▶ Entries from a dataset:
------------------------------------------------
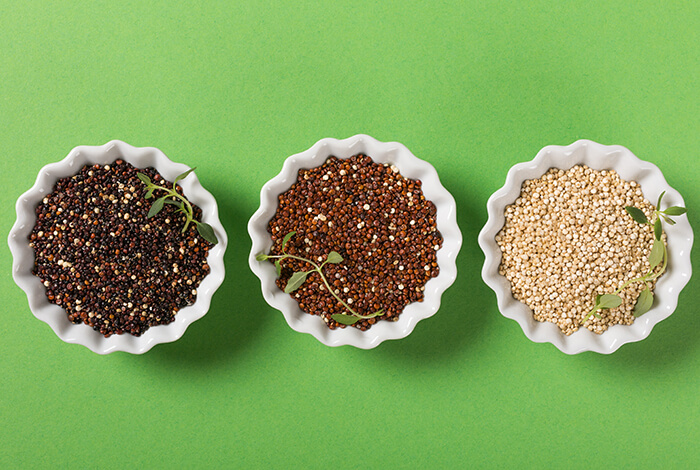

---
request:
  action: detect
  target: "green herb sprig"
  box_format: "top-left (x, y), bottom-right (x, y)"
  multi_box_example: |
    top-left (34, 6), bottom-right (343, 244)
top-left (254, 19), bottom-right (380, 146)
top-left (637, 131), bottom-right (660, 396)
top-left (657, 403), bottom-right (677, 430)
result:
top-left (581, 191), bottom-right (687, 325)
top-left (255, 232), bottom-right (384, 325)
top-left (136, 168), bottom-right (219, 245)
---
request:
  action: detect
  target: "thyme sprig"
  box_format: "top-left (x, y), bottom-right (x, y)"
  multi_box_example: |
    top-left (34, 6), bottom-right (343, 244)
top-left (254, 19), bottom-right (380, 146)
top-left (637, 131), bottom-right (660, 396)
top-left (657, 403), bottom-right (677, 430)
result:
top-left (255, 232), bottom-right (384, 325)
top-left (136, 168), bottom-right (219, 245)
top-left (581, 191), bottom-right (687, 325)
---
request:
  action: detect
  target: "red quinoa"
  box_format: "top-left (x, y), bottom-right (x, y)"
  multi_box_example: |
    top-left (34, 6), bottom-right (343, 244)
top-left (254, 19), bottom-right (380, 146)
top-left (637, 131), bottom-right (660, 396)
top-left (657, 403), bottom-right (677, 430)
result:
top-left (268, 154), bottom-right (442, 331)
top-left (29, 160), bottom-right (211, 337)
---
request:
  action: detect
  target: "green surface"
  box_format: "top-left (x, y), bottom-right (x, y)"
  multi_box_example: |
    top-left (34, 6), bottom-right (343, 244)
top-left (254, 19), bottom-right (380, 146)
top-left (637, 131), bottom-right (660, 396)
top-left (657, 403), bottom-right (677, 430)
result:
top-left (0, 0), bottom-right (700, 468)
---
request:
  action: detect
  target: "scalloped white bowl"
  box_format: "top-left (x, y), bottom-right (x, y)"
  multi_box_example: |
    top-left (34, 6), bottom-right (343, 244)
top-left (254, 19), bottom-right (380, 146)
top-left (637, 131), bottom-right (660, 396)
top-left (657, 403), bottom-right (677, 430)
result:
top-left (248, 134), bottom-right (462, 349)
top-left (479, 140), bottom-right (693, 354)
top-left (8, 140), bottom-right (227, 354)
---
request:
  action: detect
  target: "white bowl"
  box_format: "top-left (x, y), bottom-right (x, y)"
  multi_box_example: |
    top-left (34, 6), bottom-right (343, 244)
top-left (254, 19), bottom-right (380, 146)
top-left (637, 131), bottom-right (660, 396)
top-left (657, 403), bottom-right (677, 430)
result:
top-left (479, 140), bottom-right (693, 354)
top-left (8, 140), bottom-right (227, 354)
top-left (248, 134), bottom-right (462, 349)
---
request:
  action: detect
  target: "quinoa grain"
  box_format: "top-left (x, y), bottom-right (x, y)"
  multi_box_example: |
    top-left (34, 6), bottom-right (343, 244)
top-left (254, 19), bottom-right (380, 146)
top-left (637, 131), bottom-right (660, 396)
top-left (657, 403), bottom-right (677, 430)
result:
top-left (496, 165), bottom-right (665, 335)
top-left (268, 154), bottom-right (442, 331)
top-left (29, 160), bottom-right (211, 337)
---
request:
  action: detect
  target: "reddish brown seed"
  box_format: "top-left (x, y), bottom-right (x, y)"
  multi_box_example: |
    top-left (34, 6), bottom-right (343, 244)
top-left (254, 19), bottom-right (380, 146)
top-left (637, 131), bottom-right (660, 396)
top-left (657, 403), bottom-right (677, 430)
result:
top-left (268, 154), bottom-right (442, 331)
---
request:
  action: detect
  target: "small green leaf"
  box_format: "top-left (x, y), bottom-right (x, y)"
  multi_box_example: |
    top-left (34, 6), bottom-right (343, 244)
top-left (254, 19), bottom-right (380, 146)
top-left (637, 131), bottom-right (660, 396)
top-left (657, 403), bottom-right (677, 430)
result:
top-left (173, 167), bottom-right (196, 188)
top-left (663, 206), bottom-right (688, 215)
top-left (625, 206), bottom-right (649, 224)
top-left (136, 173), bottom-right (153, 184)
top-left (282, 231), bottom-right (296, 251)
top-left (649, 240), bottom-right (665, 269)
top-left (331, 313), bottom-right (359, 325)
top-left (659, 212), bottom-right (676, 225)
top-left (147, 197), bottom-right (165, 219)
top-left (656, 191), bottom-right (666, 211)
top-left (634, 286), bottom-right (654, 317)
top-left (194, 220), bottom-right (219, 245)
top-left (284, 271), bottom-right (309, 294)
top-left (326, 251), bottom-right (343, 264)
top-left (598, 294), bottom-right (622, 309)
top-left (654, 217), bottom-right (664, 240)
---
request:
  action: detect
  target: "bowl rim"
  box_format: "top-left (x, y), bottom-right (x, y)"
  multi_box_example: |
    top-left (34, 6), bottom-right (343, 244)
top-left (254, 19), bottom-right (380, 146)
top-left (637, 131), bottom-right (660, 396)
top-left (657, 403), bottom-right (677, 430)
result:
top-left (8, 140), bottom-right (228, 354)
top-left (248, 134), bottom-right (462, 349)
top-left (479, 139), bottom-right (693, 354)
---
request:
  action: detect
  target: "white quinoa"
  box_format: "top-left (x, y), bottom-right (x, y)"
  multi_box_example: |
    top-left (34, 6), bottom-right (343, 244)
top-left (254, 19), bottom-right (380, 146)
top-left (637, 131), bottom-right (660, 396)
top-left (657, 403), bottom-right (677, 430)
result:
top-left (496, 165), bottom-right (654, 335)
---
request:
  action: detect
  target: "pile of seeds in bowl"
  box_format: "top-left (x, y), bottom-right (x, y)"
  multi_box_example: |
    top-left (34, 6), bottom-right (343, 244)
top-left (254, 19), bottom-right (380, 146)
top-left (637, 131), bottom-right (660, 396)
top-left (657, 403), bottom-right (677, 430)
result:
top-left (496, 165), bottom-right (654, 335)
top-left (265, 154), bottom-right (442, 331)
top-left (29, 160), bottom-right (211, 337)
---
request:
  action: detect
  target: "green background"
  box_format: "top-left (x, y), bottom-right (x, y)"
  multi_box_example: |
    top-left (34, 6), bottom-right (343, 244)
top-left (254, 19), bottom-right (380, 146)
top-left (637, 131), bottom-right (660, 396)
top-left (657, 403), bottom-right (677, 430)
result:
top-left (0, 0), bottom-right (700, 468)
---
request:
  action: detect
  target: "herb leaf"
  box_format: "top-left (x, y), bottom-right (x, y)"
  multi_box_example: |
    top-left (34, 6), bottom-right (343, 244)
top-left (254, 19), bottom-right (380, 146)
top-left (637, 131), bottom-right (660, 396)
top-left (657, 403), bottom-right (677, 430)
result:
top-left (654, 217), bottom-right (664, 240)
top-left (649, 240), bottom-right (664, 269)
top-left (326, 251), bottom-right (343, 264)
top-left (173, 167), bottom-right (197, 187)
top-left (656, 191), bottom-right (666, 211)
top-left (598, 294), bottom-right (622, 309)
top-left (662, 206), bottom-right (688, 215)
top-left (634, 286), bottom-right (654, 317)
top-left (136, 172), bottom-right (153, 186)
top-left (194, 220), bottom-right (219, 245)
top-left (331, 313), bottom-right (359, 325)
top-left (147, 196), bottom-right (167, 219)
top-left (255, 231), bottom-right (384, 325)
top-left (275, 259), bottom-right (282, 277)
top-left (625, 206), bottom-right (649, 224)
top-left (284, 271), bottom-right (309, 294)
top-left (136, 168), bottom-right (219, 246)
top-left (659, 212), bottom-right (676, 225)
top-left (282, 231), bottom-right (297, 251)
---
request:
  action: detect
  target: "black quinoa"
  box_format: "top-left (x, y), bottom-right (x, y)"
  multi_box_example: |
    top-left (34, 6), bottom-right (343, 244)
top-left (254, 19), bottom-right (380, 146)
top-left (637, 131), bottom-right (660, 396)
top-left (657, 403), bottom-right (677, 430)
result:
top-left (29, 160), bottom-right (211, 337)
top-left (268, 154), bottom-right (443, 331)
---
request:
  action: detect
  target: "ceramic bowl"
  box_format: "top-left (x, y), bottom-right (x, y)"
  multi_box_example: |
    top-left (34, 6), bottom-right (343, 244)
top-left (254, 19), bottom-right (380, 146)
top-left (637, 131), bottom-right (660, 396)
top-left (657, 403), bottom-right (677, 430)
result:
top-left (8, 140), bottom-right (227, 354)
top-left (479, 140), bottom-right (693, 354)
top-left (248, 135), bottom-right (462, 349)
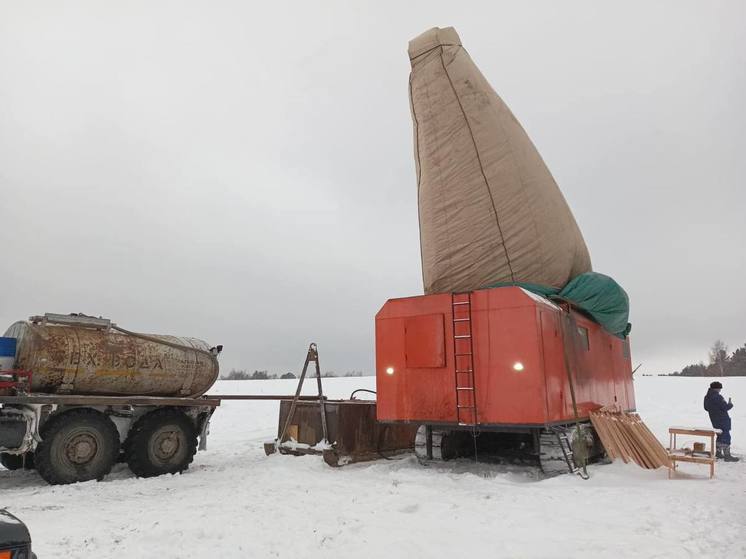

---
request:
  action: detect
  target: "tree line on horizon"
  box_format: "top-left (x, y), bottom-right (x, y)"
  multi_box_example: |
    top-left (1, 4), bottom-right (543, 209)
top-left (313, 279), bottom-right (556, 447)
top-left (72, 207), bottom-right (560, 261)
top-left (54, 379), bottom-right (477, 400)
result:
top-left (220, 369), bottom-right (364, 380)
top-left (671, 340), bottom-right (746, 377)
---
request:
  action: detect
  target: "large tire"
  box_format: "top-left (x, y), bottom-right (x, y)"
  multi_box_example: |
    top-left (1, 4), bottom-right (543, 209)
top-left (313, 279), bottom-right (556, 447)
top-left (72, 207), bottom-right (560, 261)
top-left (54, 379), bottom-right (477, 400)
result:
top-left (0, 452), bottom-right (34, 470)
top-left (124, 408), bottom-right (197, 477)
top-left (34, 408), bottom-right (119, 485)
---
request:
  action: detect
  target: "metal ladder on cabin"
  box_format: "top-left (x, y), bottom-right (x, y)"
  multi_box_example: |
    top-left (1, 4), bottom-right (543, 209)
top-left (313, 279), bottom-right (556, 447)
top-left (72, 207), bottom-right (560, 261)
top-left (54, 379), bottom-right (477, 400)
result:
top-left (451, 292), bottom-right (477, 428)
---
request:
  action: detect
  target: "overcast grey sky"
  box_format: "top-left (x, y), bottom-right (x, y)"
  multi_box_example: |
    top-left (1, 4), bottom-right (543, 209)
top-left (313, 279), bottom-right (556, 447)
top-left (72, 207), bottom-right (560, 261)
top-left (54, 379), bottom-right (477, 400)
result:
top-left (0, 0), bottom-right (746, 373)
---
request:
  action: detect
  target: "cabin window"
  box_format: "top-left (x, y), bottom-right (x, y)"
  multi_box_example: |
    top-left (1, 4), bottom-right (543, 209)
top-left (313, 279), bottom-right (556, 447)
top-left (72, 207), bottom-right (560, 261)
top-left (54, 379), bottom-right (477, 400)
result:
------------------------------------------------
▶ Written request: Which lines in the entries above contain the word "leaf"? Report each such line in full, treating case as significant.

▶ Exercise answer:
  target: "small green leaf"
  target: "herb leaf"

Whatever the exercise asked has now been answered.